:: Given data

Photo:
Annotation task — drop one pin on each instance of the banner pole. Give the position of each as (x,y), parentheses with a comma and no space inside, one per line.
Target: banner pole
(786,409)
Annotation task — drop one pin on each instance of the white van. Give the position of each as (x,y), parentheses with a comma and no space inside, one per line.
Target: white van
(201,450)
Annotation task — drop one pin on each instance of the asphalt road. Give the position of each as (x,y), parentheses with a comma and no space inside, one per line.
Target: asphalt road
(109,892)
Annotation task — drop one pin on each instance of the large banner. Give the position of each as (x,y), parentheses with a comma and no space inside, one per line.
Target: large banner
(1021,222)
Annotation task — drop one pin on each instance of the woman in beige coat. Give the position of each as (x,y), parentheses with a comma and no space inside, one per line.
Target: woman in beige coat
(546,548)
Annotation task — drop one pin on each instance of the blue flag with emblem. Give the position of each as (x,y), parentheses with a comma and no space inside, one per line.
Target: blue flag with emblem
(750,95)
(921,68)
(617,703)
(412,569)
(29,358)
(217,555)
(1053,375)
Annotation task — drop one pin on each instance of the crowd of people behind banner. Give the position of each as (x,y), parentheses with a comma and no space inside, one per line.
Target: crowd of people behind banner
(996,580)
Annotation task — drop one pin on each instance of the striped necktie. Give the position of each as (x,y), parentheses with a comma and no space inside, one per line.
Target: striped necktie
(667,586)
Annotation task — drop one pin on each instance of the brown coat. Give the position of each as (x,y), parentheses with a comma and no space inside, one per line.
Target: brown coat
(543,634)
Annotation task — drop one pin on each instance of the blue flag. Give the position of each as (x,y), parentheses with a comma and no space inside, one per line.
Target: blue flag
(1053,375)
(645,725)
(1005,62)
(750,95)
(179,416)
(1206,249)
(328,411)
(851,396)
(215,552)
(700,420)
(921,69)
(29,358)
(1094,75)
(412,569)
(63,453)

::::

What is needed — Copy exactly the lines from the one containing "of the striped" through the last line of the records, both included, and nothing else.

Written reply —
Annotation task — drop one pin on each instance of the striped necktie. Give the position of each as (x,y), parentheses with a comma and no space inside, one per line.
Target: striped necktie
(667,586)
Annotation task — drop one pin on each instance of the brown coat. Give the position of each as (x,y), parentheses with a comma and no space inside, one per line.
Target: brown coat
(543,634)
Annotation task — drop one pin on each instance of the blue flag. Give the position of each as (x,y), parentheses with a comma and no space inside, one per line.
Target: blue flag
(1053,375)
(645,725)
(1005,62)
(750,95)
(179,416)
(1206,249)
(328,411)
(851,396)
(215,552)
(700,420)
(921,69)
(29,358)
(1094,75)
(412,569)
(63,453)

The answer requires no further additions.